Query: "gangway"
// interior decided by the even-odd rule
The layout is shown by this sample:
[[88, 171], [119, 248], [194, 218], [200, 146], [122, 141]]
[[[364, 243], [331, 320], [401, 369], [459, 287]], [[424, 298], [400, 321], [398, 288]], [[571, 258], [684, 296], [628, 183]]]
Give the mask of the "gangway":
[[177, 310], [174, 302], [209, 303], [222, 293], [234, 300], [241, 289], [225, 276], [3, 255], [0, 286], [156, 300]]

Task goal:
Rewrite everything from the start of the listing down to the line containing "Give the mask", substituting "format" for "layout" and leaving everything else unchanged.

Complete response:
Query: "gangway"
// interior decided by the even-odd rule
The format is shown by this sample:
[[88, 171], [119, 248], [194, 218], [200, 146], [122, 141]]
[[[364, 243], [331, 320], [401, 369], [459, 287]], [[424, 298], [400, 321], [398, 288]], [[571, 258], [684, 296], [628, 183]]]
Give the mask of the "gangway":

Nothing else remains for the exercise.